_What to work on_
Go over the entries and report the lines where the word "instance" occurs.

The records Block Start

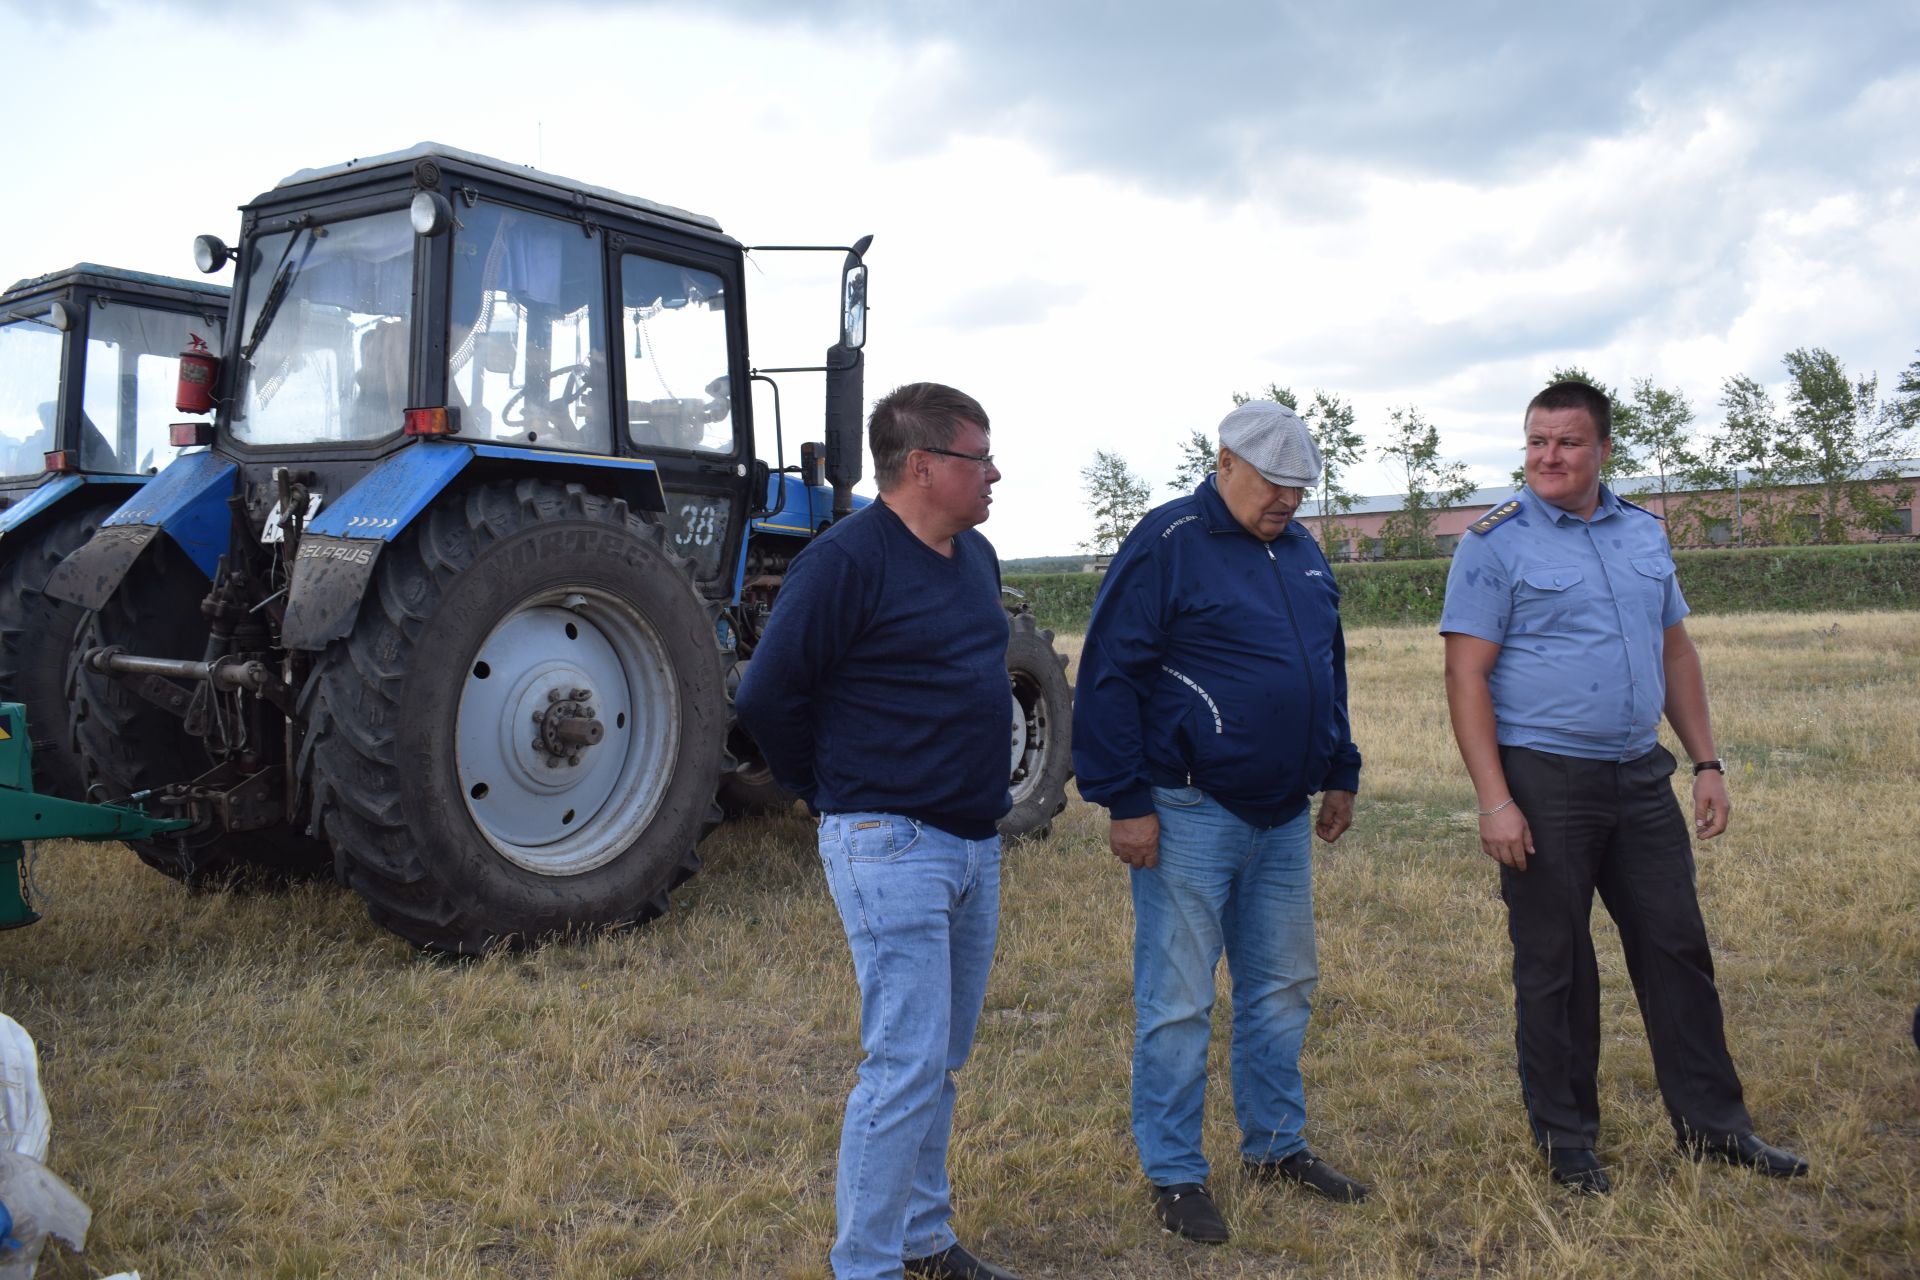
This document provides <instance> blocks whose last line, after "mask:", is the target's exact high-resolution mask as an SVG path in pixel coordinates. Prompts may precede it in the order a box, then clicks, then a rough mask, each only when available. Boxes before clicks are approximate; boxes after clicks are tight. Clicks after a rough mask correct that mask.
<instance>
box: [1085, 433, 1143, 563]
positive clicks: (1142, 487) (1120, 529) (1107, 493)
mask: <svg viewBox="0 0 1920 1280" xmlns="http://www.w3.org/2000/svg"><path fill="white" fill-rule="evenodd" d="M1081 487H1083V489H1087V507H1089V510H1092V537H1089V539H1087V541H1083V543H1081V549H1083V551H1091V553H1094V555H1114V553H1116V551H1119V543H1121V541H1125V537H1127V533H1131V532H1133V526H1135V524H1139V522H1140V516H1144V514H1146V505H1148V503H1150V501H1152V493H1154V487H1152V486H1150V484H1146V482H1144V480H1140V478H1139V476H1135V474H1133V468H1131V466H1127V459H1123V457H1119V455H1117V453H1108V451H1106V449H1094V455H1092V462H1089V464H1087V466H1083V468H1081Z"/></svg>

The records Block End

_Written solution_
This document provides <instance> blocks whose last line, after "mask:", is the target's exact high-resolution mask as an SVG path in pixel coordinates. Prompts may precede it in the order a box, then clicks, then a rough mask, each only when available. Boxes before clicks are approximate; boxes after clicks are tight. Clicks after a rough mask correct that mask.
<instance>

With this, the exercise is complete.